What is needed:
Output the listing from its start through the line containing "POLYGON ((272 145, 271", both included, as a Markdown table with the columns Row and Line, leaving out blank lines and pictures.

Task data:

"""

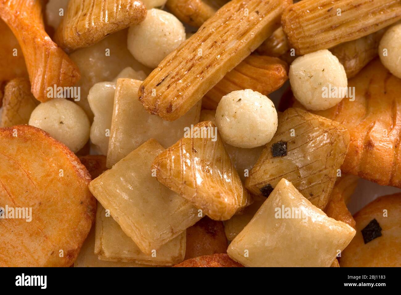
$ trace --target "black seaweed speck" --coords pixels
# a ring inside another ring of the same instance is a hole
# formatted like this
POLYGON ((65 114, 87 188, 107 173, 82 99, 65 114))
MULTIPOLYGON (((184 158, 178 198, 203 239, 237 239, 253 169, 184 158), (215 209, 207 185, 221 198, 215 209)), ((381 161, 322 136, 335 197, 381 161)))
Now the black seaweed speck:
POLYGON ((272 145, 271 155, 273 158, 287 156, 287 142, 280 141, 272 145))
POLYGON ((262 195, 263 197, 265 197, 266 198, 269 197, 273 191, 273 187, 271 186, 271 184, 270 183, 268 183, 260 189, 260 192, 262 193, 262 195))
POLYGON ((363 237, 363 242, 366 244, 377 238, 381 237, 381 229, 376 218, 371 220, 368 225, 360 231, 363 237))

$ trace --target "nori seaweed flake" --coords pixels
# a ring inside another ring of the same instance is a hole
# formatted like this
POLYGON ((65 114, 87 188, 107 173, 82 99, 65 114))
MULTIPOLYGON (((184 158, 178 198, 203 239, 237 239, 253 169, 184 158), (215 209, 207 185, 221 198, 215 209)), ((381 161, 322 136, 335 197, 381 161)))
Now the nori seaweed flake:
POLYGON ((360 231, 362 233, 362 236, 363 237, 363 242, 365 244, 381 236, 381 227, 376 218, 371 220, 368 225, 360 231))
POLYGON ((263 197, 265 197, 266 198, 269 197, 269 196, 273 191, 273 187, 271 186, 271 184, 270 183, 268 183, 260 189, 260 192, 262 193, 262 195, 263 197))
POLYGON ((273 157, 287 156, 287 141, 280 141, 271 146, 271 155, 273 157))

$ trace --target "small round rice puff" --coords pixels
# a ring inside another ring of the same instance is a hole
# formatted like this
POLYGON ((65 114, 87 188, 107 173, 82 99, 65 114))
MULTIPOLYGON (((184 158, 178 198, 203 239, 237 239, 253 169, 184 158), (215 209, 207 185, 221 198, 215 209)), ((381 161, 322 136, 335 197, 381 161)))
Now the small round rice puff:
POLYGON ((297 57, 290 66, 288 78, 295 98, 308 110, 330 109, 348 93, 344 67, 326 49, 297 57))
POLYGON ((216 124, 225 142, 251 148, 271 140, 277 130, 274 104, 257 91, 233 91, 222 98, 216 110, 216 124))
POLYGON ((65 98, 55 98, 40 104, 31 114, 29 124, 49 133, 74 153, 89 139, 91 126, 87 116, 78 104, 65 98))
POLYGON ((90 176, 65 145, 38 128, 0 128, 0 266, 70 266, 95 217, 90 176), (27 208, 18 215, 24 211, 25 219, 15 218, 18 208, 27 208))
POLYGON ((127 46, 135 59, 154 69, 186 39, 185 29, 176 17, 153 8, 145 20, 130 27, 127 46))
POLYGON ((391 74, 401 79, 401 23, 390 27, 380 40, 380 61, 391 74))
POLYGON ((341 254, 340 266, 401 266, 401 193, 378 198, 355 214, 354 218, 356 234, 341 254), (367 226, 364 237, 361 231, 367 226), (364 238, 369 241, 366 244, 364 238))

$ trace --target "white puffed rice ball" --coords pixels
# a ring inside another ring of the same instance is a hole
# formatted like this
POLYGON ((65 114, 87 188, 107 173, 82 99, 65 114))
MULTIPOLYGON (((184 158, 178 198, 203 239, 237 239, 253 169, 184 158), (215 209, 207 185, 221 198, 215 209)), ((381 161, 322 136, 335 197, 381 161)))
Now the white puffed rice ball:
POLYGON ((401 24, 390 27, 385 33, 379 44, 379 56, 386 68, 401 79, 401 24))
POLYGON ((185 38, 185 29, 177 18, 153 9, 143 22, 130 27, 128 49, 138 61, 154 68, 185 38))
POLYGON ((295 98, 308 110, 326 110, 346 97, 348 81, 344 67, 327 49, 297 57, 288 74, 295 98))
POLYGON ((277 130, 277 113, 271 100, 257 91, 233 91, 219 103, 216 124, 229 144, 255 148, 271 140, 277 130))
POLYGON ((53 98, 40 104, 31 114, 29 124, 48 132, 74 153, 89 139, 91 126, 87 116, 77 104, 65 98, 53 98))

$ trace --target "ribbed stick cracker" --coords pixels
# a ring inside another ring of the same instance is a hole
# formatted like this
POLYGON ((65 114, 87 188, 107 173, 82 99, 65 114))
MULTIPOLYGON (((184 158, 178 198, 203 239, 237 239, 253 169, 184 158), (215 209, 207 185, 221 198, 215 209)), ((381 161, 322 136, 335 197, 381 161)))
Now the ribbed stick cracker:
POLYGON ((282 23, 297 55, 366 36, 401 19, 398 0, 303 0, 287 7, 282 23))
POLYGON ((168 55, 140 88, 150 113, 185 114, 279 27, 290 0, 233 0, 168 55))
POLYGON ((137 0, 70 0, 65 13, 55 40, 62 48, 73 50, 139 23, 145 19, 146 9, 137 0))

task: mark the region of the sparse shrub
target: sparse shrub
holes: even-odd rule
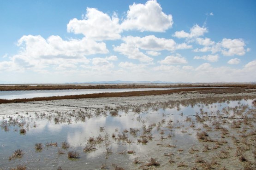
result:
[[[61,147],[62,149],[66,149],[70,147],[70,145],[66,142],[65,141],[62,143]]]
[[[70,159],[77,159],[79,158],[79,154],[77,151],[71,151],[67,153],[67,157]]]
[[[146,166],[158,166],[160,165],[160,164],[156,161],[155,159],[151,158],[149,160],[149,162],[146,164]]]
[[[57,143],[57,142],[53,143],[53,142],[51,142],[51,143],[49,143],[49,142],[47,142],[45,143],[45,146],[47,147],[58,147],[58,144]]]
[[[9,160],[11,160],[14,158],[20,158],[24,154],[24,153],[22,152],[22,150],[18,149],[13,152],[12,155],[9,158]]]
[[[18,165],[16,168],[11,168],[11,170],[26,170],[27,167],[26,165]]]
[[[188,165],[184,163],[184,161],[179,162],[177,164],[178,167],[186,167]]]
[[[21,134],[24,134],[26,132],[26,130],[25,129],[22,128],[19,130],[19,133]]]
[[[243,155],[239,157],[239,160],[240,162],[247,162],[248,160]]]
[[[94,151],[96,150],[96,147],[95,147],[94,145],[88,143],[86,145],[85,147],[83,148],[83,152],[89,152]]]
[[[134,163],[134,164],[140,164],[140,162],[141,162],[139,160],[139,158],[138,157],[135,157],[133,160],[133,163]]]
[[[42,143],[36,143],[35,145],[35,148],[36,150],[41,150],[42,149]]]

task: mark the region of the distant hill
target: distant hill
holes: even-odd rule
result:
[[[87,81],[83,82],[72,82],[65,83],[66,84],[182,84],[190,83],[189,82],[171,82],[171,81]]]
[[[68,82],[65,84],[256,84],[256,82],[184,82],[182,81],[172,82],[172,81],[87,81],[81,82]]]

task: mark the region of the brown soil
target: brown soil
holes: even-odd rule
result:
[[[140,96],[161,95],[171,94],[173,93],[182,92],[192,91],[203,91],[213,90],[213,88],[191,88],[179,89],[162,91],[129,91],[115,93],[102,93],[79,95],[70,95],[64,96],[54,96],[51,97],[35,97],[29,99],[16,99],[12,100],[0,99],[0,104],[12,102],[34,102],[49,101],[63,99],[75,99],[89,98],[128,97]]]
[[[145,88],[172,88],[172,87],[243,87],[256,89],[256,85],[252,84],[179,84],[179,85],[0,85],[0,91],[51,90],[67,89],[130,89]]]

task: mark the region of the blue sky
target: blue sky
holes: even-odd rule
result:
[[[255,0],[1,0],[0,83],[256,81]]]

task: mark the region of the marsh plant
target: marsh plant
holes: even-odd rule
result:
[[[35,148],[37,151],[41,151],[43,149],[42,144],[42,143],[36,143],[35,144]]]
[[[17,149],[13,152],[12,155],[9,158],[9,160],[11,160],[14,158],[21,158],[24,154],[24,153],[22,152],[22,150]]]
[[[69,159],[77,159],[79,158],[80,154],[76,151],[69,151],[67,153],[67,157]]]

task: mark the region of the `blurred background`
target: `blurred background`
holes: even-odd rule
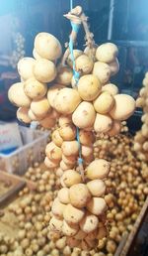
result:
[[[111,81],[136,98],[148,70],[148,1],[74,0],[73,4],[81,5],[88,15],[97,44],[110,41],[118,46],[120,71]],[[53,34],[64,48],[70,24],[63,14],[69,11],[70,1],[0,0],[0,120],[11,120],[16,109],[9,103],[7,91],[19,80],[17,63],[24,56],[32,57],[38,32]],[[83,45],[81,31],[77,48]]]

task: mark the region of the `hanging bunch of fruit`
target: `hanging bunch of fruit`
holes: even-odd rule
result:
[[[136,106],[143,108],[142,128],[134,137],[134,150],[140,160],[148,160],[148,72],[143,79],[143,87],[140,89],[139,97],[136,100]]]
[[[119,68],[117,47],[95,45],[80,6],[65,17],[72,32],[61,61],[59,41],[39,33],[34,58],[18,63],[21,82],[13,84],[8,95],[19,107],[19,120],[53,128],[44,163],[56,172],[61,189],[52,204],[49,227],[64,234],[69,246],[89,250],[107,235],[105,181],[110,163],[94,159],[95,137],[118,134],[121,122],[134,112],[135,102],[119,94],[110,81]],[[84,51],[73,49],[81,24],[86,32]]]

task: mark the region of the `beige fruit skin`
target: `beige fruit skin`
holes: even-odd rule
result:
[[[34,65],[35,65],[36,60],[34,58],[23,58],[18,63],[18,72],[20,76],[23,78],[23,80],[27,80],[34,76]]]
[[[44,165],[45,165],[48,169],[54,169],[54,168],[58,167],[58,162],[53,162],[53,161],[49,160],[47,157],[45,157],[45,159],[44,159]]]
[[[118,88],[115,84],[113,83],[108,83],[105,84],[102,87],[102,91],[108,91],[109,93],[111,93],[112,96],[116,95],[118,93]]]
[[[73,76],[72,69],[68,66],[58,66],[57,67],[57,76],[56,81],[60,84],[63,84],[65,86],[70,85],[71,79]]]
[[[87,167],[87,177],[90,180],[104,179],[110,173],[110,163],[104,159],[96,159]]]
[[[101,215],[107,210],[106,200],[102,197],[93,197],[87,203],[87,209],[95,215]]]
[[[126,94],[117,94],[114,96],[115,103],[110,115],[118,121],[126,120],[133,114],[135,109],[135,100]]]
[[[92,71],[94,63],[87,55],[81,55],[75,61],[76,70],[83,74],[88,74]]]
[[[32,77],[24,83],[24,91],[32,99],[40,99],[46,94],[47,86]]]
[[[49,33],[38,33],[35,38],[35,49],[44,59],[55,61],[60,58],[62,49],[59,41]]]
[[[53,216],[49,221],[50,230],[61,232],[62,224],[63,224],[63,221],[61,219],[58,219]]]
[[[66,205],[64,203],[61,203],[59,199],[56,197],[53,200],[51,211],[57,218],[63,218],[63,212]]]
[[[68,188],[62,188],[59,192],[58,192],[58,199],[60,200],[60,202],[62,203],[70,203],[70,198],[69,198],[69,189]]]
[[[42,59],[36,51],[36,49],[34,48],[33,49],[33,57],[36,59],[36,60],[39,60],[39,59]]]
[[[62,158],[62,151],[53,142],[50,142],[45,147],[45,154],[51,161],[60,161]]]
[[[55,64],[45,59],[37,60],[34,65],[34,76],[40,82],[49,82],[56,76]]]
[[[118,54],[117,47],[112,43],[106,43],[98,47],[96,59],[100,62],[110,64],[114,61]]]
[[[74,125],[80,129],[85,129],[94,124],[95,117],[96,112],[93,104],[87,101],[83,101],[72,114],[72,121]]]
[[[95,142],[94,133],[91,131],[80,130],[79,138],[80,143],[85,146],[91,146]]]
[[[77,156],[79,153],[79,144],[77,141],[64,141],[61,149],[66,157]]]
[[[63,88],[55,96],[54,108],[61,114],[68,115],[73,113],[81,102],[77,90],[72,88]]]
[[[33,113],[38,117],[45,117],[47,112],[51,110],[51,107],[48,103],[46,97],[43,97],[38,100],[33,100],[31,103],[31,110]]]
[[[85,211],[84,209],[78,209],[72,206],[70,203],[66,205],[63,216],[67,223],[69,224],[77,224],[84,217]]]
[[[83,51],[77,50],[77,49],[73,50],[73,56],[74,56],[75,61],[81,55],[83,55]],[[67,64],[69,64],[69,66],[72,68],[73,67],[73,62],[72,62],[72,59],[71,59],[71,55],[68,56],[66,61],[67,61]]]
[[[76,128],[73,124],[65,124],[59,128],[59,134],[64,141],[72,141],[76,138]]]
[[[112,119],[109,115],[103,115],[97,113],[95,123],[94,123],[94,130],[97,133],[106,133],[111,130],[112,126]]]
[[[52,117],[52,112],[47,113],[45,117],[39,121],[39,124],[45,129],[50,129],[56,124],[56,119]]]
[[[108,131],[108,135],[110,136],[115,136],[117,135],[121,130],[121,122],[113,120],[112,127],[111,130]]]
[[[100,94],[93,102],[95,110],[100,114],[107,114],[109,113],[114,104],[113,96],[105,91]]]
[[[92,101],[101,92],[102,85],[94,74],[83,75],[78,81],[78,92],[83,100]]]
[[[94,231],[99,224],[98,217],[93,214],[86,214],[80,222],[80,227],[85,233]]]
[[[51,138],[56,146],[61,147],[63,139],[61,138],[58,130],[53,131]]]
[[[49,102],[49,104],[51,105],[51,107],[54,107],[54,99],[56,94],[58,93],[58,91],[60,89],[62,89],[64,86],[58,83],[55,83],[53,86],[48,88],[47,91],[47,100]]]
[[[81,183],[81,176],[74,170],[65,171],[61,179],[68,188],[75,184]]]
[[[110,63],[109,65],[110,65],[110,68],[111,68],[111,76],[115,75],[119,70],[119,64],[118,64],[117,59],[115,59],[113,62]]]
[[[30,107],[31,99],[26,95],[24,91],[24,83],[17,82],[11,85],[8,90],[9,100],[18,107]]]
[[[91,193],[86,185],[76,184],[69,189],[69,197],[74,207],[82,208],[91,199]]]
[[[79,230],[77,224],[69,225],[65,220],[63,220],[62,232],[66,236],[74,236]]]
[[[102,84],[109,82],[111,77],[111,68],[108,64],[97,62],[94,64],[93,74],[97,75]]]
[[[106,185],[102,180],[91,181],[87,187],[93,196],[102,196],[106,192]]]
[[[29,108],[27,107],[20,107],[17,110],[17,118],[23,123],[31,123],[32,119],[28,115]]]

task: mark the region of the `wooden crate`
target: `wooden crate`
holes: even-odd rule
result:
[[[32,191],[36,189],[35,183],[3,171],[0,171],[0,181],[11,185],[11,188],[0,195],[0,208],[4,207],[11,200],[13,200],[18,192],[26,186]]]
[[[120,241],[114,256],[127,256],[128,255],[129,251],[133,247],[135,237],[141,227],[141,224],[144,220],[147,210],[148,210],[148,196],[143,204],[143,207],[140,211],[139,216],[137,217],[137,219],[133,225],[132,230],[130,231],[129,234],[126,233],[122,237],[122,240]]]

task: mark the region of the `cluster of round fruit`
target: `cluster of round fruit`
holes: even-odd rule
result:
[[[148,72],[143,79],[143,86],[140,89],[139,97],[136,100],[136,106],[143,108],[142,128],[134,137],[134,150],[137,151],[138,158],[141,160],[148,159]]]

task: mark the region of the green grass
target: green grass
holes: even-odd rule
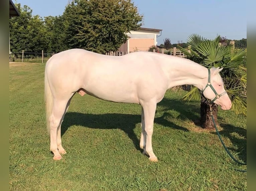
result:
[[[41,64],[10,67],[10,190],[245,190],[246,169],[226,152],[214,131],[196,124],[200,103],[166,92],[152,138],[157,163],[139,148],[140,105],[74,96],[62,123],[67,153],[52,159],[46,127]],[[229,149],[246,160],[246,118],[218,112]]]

"""

Solution below:
| Row | Line |
|---|---|
| 1 | $ trace --target "black seaweed speck" --coords pixels |
| 2 | # a ring inside another ring of the same instance is a hole |
| 3 | # formatted like this |
| 4 | POLYGON ((65 114, 87 188, 107 173, 82 99, 65 114)) |
| 5 | MULTIPOLYGON (((184 158, 178 198, 203 239, 237 239, 253 169, 184 158), (215 209, 207 185, 221 198, 215 209)), ((381 161, 322 136, 335 197, 381 161))) |
| 6 | Now the black seaweed speck: |
| 7 | POLYGON ((272 145, 271 155, 273 158, 287 156, 287 142, 280 141, 272 145)) |